In my opinion, Generico not winning the title on his last night at Final Battle 2012 really shook future title reigns up. Had Generico beat Steen and then immediately vacated it because he was leaving, a tournament for the title could've been made. There, Elgin would defeat Steen in the finals at the 11th Anniversity Show while giving Briscoe and Cole breakout performances (both make it to the semifinals) as potential ROH Champions for the future. Jay works his way up the ranks during the summer and earns a title shot against Elgin for DBD 2013, but SCUM injuries him months beforehand allowing Cole to take his place. Cole finally turns heel to win the title and then we have Jay chasing him for the strap until Final Battle 2014 where Jay Briscoe's journey culminates in him earning the ROH World Championship. 

That is what Briscoe needed to truly be a fitting ROH Champion, a long and winding journey that made fans emotionally attach themselves to Jay. ROH failed to do that and is why Jay Briscoe is the latest champion to get turned on when he wasn't supposed to. I don't believe fans will turn on Lethal because the journey and how he grew as a wrestler really drew fans closer to him BEFORE getting the title. Just my opinion, though.


----------



## BuzzKillington (May 9, 2015)

Lazyking said:


> I want Lethal to hold the title til Final battle at least.. its just I don't love the options of him losing... Roddy,Styles or Cole and that doesn't reallly excite me.


Roddy winning the title does excite me. He is so much better now than he was in his initial reign. And he would be super over as champ.


----------



## Corey (Aug 11, 2006)

CM Pepsi said:


> A sizable portion of the ROH fanbase clearly did. "Fuck you Briscoe!" and "Jay Briscoe suuuuucks!" are good indicators.
> 
> I don't really see where you go from here with Lethal. I mean, yeah, it was a nice win and a great sequence to finish off the match, but I don't see the money or value in match-ups like Lethal vs Styles or Roddy as much as I do against Briscoe. Got a feeling he's gonna drop the title pretty early.


Well, I can't comment on that. I didn't personally here some of those chants. Just the normal booing. Crowd seemed to 60/40 for Lethal but I don't think they were as crude as they certainly could've been.

* [SUPPLIED ENTRIES]:
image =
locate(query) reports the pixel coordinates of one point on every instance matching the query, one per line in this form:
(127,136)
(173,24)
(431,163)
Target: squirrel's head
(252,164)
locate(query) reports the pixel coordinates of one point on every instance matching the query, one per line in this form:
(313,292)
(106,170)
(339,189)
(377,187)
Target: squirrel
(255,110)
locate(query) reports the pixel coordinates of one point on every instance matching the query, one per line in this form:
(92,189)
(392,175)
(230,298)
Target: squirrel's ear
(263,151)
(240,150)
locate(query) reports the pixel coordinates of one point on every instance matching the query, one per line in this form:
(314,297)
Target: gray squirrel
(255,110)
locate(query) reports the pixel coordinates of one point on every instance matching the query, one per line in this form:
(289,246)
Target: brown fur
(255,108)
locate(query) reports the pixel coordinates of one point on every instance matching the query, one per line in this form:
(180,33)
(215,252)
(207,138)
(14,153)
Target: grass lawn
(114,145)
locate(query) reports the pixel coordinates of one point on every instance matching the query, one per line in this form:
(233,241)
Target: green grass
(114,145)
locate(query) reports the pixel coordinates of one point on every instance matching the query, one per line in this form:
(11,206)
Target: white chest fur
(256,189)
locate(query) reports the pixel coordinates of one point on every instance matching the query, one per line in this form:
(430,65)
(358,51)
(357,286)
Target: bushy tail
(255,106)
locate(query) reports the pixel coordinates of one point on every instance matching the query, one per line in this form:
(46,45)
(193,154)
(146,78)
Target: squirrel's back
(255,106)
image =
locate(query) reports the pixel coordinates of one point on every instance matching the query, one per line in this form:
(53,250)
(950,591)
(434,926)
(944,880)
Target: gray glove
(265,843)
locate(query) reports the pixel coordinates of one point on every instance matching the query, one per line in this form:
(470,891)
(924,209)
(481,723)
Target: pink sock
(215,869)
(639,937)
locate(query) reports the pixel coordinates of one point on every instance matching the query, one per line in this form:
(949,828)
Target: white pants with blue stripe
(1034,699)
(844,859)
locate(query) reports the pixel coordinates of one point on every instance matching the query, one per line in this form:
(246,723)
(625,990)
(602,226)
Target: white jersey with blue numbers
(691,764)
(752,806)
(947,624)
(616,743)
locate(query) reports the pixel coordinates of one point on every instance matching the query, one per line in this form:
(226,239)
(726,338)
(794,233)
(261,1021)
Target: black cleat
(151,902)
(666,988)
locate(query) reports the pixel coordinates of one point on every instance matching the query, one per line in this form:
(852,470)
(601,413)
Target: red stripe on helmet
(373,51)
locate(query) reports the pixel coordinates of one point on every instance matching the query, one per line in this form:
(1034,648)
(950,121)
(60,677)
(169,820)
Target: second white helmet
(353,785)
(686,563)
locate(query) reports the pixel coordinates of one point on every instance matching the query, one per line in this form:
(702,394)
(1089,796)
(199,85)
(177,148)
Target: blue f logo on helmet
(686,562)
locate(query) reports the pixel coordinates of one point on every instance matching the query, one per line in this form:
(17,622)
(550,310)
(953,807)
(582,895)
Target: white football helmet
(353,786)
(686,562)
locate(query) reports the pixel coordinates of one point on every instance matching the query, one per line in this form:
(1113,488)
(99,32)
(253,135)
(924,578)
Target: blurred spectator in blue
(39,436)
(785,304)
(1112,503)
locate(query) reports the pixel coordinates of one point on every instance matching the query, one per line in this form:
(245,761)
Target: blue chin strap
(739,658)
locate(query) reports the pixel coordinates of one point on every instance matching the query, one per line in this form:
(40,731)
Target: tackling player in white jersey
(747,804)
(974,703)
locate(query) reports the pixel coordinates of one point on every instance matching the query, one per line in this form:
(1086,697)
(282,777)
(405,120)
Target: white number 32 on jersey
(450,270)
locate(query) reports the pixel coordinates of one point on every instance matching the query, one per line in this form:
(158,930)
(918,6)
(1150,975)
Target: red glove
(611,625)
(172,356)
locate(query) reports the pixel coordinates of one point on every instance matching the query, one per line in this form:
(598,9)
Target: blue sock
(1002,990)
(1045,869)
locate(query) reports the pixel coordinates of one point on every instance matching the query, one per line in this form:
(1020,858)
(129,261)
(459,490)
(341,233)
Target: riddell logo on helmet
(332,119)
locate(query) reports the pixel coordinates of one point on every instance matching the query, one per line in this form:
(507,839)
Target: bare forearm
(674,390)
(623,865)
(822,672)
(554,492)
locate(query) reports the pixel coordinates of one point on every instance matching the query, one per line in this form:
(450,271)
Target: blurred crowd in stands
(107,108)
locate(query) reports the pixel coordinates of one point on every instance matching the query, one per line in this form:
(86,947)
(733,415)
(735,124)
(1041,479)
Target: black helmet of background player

* [THE TASKS]:
**a.** According to the forum thread about the ROH title, at which event would Jay Briscoe's journey culminate in his winning the ROH World Championship in the first post's alternative scenario?
**b.** Continue the forum thread about the ROH title from the point at which it stops.
None of the items is needed for the work that comes next.

* [EXERCISE RESULTS]:
**a.** Final Battle 2014.

**b.**
I'll agree that Briscoe vs. Styles is still a big money match they missed out on, but I really think the crowd support would've been sooooo swayed there that it's smart not to do it. Styles is one of the biggest stars in the world right now. Lethal vs. Styles is still good though imo. You could even do a 3-way with them. Two other guys could be Hanson for a Title shot and a small outside chance of a rematch with Patron. Lethal is the type of guy where 3-ways and 4-ways would all make sense considering he's beaten mostly everyone.



BuzzKillington said:


> Yeah... I guess some bad booking might be given me tunnel vision. But if I'm being honest, guys like Whitmer, Page, Silas, Cedric, and the Kingdom do absolutely nothing for me. So much better talent out there...


I'll agree with pretty much everything there outside of Silas & The Kingdom. I enjoy their characters. They add some entertainment to the show and Taven can really go if he wants to. Plus we get to see Maria.  Silas can go too but he's not taken as a very big deal in the company. Had a really good with Roddy earlier in the year.



el dandy said:


> Lethal with all dat goldage.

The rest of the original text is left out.